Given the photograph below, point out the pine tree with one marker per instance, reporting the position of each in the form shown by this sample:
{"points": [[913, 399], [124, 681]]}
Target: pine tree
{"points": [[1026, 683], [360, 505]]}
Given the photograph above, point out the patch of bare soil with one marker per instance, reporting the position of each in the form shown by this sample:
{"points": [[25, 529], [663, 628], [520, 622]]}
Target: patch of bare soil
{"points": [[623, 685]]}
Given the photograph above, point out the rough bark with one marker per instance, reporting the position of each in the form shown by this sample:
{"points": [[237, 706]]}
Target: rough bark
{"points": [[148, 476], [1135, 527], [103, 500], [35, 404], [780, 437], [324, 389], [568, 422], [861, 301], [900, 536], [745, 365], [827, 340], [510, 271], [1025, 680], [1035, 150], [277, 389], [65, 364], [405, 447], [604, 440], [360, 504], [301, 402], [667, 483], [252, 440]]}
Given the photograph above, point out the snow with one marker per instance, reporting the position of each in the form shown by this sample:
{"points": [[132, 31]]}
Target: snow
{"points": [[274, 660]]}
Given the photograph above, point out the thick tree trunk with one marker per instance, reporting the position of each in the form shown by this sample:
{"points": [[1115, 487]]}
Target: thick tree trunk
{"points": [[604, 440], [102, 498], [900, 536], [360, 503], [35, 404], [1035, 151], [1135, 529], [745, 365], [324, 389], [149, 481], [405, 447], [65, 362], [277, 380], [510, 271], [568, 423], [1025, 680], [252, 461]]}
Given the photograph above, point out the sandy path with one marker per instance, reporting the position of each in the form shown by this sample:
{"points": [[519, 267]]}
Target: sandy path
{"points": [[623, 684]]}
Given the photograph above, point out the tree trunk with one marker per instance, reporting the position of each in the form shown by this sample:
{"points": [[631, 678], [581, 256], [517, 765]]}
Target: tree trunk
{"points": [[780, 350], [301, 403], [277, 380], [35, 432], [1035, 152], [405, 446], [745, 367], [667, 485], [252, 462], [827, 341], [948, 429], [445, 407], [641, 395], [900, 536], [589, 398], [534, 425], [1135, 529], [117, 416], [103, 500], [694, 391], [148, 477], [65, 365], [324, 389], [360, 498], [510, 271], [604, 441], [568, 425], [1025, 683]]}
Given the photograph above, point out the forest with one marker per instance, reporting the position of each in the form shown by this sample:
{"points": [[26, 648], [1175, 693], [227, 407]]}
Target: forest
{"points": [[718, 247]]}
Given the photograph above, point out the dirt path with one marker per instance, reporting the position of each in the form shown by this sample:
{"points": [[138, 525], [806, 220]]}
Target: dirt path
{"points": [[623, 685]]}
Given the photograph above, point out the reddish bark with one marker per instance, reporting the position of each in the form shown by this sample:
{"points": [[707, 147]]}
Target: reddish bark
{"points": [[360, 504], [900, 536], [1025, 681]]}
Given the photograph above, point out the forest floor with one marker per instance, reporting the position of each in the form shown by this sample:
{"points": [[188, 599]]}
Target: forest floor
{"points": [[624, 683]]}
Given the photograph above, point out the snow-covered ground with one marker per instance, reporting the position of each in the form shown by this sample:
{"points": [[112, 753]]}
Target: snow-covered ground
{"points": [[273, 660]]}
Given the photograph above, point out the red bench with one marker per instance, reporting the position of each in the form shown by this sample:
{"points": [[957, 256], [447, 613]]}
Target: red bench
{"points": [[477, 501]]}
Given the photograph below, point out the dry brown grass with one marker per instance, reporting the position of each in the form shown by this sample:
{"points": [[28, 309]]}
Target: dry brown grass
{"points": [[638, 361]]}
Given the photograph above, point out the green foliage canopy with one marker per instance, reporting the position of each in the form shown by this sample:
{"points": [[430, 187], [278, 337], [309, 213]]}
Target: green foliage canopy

----

**The task:**
All lines from the line containing "Target: dry brown grass" through the last line of the data are to be repeated exactly; no other line belongs in the answer.

**Result of this task:**
Target: dry brown grass
{"points": [[638, 361]]}
Given the photograph above, point out the green foliage canopy with one marker per instance, reporting the position of each in the form shown by this sample:
{"points": [[430, 187], [278, 337], [309, 213]]}
Target: green foliage canopy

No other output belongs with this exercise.